_Problem to work on_
Return exactly the span of lines that opens with the line containing "Return one point per instance of the person wearing" and closes with the last line of the data, inclusive.

_Items from a dataset_
================================

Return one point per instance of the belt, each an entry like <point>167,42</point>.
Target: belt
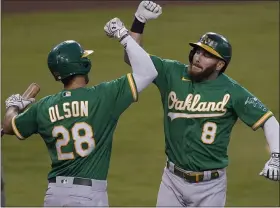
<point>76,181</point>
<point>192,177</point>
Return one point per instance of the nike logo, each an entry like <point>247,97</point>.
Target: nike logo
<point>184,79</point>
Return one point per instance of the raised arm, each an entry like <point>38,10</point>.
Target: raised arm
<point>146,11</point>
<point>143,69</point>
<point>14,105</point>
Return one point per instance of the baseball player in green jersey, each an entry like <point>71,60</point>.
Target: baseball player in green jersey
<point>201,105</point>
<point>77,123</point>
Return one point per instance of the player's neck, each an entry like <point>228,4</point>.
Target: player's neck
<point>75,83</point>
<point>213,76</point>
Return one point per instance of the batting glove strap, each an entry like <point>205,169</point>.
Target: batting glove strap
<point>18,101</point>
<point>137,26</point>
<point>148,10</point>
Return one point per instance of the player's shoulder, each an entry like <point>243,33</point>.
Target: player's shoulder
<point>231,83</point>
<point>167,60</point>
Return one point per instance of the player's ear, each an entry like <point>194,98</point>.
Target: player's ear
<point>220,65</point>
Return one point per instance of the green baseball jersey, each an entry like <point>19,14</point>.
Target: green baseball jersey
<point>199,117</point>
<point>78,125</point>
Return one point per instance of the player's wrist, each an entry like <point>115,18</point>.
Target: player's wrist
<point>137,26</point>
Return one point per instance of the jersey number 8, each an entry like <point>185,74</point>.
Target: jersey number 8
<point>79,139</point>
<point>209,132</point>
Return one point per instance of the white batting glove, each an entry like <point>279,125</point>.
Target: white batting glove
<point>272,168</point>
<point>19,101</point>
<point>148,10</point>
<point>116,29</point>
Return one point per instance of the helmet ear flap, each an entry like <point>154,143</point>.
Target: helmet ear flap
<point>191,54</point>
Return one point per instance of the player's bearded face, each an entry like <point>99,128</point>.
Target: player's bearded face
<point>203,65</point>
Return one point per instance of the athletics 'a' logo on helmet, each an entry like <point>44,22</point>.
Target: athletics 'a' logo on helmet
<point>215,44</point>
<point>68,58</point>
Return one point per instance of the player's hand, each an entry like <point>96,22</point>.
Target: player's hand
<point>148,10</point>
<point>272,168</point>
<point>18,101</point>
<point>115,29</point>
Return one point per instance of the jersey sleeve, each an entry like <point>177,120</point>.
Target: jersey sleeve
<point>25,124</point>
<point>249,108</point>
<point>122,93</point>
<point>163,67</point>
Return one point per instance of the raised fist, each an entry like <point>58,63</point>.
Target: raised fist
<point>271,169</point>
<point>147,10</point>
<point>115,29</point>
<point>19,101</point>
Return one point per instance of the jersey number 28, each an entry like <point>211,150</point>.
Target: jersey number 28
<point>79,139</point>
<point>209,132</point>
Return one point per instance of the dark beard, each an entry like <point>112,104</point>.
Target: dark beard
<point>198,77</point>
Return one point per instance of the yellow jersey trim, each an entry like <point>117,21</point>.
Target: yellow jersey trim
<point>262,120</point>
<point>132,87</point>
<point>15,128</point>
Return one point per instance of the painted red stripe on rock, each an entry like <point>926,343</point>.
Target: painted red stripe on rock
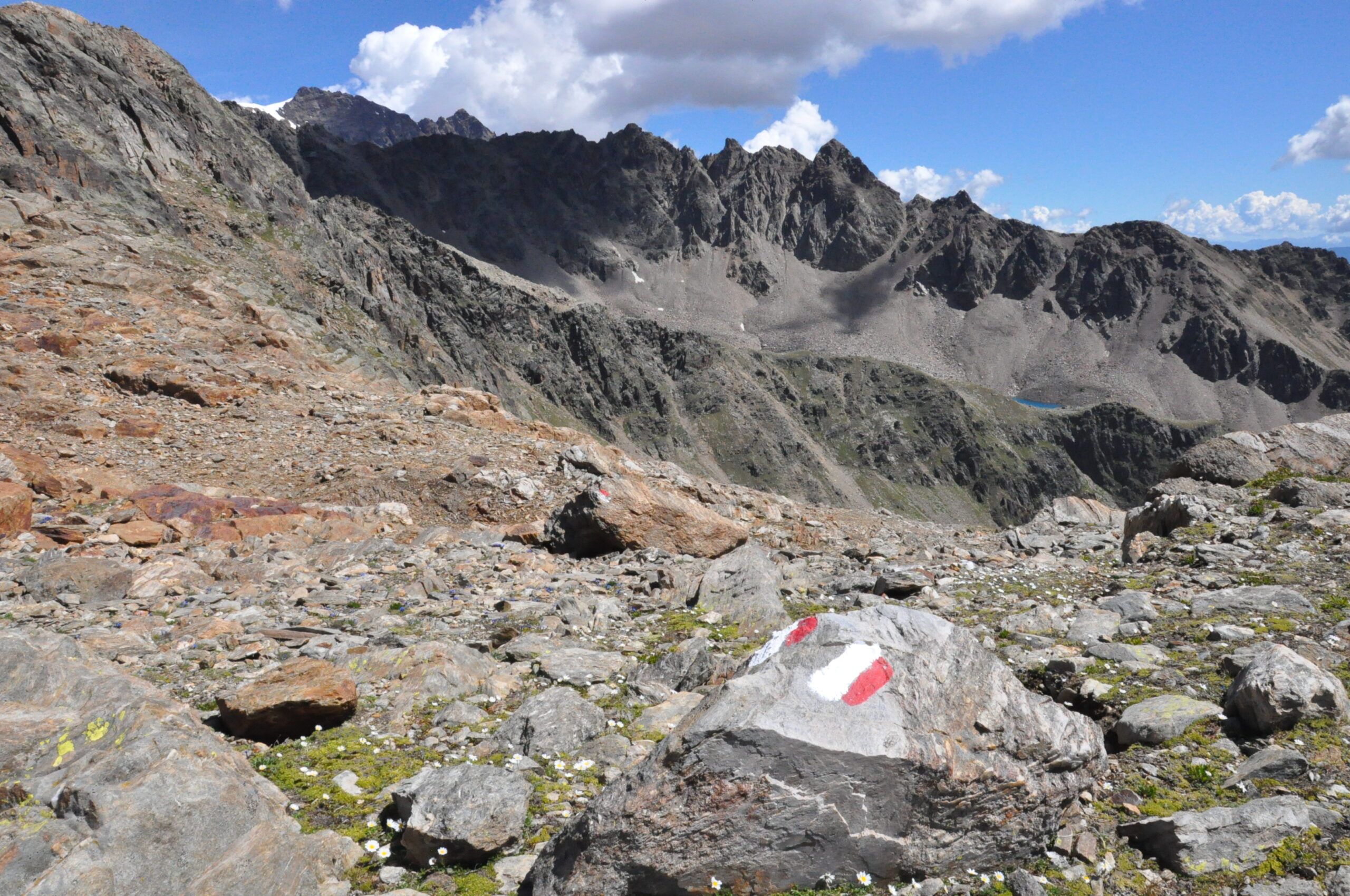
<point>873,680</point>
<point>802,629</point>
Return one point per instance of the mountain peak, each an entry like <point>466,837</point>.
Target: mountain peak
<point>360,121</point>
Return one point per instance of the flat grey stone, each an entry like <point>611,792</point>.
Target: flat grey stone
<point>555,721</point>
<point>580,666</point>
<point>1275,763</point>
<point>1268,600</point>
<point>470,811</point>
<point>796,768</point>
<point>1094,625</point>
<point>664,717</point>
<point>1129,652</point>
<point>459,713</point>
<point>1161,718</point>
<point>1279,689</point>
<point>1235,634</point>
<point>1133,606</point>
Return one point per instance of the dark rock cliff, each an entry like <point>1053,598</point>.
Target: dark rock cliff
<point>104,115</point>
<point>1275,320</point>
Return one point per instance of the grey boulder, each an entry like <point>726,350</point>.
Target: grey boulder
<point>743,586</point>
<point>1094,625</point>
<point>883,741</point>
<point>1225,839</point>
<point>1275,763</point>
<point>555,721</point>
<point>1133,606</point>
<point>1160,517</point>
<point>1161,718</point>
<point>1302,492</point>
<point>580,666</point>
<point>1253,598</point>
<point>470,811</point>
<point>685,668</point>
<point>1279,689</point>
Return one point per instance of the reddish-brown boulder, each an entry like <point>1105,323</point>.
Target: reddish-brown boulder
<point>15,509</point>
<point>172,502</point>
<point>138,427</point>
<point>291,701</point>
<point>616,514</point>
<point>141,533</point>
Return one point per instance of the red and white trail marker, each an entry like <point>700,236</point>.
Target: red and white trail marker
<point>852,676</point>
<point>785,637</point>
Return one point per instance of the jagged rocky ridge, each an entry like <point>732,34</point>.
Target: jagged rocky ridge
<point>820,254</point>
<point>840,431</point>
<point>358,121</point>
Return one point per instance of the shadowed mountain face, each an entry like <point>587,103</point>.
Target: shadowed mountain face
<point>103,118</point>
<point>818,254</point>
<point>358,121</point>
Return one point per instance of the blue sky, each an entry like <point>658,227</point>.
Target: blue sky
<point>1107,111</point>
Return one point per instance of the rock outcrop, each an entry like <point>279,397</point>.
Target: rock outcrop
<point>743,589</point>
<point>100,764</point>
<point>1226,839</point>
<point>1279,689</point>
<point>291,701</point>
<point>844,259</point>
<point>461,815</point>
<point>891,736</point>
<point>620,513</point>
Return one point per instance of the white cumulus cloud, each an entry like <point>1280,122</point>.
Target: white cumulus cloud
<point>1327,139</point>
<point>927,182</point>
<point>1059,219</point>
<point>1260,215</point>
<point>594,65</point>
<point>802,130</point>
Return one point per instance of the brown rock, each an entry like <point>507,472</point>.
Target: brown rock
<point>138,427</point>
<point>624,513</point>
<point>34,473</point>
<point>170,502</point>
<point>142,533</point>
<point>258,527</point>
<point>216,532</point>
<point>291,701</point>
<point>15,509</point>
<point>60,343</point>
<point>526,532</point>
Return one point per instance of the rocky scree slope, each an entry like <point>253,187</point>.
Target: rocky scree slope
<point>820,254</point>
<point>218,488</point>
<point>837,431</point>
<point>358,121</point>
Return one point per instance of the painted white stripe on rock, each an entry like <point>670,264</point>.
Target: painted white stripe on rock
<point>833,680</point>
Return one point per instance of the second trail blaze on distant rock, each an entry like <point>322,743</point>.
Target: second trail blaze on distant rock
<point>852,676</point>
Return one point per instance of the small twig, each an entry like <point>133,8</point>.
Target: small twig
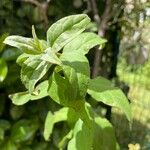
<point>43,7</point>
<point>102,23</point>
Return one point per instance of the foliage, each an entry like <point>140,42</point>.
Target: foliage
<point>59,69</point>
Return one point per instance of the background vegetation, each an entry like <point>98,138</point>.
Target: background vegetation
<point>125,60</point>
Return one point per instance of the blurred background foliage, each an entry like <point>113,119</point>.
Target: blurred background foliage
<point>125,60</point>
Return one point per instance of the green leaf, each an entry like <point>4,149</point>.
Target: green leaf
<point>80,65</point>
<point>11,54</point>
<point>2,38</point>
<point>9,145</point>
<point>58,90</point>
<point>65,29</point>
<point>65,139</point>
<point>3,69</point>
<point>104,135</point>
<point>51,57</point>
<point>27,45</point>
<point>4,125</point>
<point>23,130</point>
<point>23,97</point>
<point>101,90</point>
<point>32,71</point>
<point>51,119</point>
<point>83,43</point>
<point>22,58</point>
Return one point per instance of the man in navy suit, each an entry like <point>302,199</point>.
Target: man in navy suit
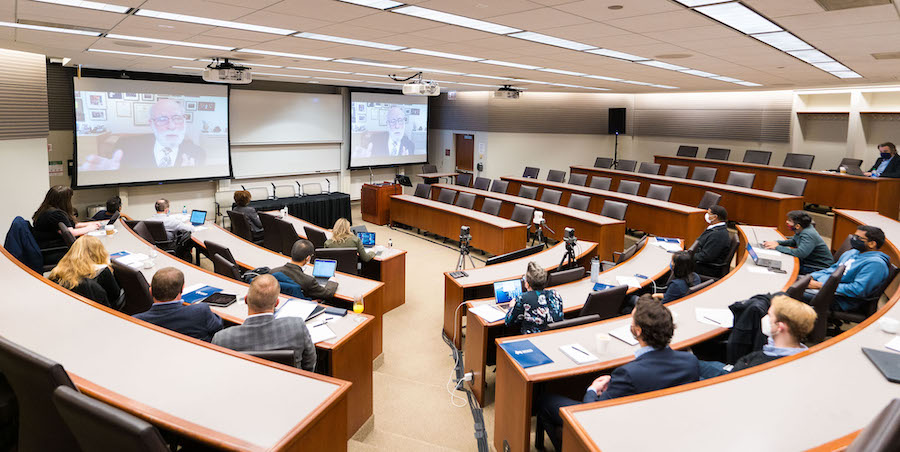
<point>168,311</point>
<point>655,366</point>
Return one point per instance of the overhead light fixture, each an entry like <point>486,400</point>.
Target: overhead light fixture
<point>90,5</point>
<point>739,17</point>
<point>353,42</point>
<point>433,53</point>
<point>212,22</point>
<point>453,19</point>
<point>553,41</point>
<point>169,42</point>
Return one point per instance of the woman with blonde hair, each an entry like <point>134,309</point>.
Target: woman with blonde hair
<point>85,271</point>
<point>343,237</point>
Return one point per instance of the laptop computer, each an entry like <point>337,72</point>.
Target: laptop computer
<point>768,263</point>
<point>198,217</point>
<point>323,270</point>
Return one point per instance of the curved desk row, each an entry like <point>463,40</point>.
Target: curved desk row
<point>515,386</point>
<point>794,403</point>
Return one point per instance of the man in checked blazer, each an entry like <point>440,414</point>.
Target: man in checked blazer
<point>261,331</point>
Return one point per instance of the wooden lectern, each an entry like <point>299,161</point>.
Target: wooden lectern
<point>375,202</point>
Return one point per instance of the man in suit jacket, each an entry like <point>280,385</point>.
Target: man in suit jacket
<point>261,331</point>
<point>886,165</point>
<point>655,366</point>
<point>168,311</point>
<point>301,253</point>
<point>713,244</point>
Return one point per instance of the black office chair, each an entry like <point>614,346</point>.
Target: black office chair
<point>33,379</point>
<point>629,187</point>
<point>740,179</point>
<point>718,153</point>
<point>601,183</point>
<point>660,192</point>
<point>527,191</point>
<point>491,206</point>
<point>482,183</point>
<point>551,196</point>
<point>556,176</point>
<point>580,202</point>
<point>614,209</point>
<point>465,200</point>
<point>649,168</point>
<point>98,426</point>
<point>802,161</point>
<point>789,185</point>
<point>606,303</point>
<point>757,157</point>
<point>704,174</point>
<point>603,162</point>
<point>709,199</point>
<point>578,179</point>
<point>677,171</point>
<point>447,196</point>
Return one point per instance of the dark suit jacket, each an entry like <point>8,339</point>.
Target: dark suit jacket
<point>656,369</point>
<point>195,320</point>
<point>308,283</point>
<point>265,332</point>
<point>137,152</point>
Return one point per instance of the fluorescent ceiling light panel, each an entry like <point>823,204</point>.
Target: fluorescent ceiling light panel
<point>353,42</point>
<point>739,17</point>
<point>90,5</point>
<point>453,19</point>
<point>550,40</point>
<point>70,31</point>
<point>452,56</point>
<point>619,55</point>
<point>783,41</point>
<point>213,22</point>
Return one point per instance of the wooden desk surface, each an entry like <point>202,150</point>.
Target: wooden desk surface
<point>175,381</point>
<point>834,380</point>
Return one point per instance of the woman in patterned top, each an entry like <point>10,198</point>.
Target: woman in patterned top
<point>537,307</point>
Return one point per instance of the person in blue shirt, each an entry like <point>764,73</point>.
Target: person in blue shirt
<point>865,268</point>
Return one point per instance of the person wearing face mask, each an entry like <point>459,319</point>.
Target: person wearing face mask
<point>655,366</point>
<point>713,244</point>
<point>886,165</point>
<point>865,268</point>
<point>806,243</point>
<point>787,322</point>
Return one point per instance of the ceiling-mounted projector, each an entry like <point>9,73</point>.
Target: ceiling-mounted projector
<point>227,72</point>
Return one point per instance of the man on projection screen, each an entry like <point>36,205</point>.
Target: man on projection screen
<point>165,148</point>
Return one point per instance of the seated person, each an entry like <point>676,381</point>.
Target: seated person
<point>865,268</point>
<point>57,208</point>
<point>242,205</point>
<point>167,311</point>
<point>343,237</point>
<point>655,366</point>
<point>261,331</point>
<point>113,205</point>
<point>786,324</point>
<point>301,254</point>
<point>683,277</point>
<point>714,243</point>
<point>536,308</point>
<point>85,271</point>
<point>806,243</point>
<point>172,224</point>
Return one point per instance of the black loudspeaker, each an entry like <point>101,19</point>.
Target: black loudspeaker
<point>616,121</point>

================================

_Solution_
Return one point per instance of the person wearing face mask, each an entry like <point>459,319</point>.
Target: person wearing face mask
<point>655,366</point>
<point>713,244</point>
<point>886,165</point>
<point>865,268</point>
<point>806,243</point>
<point>787,322</point>
Return one point per instance of the ceiling-mounted projector, each an entry like <point>9,73</point>.
Target: ceiling-mounted projector
<point>227,72</point>
Return one point per instance of the man on projection screen, each an entry like <point>36,205</point>.
Target: man on projection screen
<point>165,148</point>
Return one point per instance of the seated person, each an entry like <point>676,381</point>.
Target: seated person
<point>865,268</point>
<point>57,208</point>
<point>242,205</point>
<point>167,311</point>
<point>343,237</point>
<point>655,366</point>
<point>261,331</point>
<point>113,205</point>
<point>786,324</point>
<point>301,254</point>
<point>683,277</point>
<point>714,243</point>
<point>536,308</point>
<point>85,271</point>
<point>806,243</point>
<point>172,224</point>
Return one point per instance of the black loudspeaker, each an entry like <point>101,19</point>.
Target: black loudspeaker
<point>616,121</point>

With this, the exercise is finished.